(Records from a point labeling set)
────────────────────
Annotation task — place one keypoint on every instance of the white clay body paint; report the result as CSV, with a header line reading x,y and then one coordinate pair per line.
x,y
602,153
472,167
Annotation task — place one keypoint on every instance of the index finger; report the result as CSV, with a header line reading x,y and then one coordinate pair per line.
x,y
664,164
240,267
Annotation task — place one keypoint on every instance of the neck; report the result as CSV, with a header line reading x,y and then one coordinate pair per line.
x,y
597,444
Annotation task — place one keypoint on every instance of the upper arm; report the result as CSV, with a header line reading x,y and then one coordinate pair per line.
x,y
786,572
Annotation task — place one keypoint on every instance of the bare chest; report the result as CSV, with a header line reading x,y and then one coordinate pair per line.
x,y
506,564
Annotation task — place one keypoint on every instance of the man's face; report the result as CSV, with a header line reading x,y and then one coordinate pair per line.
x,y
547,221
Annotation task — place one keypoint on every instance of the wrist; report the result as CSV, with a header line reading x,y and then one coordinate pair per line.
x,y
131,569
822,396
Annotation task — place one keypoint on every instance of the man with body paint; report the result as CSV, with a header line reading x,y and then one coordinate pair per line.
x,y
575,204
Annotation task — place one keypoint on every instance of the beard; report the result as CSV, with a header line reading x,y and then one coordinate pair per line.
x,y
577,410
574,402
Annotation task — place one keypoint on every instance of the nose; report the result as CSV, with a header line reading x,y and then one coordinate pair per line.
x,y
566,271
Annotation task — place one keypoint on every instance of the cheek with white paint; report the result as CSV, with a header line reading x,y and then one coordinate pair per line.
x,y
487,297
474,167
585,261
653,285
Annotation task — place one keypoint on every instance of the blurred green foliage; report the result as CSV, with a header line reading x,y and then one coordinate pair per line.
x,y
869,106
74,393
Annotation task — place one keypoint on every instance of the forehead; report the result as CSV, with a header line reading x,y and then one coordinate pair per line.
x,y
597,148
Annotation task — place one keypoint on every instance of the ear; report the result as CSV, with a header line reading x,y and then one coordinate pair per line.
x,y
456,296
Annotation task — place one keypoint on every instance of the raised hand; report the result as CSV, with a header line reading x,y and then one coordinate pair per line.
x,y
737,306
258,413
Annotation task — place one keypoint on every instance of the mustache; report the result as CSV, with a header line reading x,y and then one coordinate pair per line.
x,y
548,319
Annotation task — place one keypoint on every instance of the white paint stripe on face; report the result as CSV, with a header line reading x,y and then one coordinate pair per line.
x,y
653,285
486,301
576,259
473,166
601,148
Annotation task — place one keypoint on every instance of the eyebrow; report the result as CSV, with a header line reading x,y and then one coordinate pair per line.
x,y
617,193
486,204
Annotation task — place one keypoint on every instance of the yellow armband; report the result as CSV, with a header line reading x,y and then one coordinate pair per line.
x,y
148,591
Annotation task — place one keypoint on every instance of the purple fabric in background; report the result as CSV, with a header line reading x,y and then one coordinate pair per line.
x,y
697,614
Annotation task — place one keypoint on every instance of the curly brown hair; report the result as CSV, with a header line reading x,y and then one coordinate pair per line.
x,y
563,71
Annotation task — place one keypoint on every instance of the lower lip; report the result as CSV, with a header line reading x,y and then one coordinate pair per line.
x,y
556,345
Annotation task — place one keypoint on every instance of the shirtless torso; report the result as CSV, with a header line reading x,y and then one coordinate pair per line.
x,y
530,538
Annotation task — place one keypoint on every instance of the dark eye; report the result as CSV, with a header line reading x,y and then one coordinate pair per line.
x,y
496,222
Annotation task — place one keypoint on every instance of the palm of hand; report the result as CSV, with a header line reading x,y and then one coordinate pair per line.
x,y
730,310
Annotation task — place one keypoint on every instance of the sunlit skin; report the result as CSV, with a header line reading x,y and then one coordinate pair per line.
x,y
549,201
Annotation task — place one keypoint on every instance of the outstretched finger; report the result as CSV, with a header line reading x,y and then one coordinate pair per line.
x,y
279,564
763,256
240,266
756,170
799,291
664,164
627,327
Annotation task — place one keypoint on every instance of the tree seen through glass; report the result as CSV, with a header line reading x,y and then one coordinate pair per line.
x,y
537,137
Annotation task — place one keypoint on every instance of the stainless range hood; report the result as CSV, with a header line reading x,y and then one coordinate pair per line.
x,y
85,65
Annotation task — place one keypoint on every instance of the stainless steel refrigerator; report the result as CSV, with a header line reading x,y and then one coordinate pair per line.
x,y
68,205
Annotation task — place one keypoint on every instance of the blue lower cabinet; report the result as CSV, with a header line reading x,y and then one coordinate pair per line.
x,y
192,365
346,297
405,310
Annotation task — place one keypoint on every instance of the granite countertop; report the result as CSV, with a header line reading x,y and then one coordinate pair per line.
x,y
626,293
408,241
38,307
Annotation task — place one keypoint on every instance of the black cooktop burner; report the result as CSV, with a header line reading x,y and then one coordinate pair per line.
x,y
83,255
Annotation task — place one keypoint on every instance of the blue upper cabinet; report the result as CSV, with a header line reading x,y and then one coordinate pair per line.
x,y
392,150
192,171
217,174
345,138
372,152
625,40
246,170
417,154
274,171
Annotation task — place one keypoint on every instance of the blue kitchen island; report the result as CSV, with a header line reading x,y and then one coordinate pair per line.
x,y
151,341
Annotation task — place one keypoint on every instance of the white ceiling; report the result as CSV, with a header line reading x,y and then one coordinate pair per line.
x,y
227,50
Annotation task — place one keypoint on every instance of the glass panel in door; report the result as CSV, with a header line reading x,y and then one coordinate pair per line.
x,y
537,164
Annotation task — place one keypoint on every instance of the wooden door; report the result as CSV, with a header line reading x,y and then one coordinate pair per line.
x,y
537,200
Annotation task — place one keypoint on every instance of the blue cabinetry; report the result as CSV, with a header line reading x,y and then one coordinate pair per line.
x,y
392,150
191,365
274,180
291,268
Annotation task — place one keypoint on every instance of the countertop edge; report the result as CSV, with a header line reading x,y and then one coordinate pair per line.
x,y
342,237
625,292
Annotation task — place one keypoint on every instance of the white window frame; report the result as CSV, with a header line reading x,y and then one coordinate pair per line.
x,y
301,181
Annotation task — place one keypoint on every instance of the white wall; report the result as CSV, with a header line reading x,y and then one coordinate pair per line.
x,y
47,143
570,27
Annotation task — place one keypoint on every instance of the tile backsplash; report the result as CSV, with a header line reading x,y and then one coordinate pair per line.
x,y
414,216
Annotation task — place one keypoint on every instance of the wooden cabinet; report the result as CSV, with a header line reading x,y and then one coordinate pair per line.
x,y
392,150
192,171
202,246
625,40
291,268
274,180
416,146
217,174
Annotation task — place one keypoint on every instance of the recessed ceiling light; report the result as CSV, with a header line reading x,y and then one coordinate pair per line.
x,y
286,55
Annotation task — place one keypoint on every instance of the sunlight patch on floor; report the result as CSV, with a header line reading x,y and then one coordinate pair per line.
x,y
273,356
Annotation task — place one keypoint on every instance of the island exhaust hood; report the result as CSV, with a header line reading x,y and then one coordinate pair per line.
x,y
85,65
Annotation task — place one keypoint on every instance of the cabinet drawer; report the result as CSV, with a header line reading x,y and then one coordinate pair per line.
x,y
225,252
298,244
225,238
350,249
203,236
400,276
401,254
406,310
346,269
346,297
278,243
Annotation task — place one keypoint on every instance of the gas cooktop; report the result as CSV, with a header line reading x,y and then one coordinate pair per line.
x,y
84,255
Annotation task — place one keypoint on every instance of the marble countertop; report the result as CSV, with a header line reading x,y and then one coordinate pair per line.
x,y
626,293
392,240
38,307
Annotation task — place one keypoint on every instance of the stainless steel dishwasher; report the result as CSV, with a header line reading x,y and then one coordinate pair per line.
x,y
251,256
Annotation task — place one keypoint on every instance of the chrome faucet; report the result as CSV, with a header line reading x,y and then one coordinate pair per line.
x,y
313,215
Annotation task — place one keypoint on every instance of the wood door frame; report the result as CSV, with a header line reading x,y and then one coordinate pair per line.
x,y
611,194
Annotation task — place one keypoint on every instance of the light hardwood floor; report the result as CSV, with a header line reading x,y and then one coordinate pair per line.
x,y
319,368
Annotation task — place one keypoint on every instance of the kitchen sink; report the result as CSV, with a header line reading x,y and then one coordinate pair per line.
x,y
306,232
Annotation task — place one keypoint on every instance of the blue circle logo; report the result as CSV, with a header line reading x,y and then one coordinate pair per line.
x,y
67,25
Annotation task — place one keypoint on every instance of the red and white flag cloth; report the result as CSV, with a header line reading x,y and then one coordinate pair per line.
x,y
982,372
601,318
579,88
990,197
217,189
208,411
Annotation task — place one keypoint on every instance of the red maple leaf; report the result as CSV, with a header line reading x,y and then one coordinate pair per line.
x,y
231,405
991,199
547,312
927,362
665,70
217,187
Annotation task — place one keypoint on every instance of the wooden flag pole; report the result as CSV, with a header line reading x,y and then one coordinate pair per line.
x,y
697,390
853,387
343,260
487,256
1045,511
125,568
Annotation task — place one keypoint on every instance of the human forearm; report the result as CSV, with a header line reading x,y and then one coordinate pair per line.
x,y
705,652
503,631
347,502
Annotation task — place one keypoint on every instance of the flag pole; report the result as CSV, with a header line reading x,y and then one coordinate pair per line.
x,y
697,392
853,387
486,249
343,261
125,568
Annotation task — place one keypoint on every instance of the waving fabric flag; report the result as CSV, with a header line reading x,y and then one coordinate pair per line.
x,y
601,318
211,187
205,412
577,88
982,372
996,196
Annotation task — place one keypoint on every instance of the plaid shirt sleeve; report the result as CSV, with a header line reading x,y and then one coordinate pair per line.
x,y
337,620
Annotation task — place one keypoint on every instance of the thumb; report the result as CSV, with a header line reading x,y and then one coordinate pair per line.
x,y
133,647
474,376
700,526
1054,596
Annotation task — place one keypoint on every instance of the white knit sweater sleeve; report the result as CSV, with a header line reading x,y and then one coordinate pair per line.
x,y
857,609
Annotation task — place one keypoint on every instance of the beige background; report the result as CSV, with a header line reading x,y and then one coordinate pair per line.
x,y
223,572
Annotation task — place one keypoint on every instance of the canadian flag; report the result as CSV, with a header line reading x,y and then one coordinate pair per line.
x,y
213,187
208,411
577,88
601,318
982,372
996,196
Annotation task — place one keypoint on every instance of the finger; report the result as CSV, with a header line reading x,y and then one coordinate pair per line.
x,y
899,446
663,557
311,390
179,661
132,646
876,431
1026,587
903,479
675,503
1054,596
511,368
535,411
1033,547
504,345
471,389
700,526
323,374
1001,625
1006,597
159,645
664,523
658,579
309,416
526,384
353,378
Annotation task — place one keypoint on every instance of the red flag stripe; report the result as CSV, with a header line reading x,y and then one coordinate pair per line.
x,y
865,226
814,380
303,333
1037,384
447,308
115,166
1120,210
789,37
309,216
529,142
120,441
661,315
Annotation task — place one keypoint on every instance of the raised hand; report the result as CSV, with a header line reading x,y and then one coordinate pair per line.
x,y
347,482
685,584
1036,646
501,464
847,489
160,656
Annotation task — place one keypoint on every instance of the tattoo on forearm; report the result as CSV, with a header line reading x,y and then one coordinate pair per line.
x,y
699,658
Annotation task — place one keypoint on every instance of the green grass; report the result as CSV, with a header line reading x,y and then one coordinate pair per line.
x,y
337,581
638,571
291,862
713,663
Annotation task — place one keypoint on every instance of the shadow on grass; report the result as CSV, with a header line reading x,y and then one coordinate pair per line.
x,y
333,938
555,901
────────────────────
Work to do:
Output only the lines from the one holding "of the tattoo" through the last line above, exactly as they appear.

The output:
Annotation task — place one keypoint on every instance of the tattoo on forearm; report the result as CSV, with a header line reading x,y and then one coordinate pair per line.
x,y
699,658
Annotation task — place one keypoint on every instance of the green grass; report the result as CSV, with a header line reading x,y and then one coordinate pair per line.
x,y
337,581
638,571
291,862
713,663
Annotation task — place one keypoint on every instance of the shadow on grass; report the result as CSV, with a header line reading x,y and then one coordinate pair per line.
x,y
333,938
555,901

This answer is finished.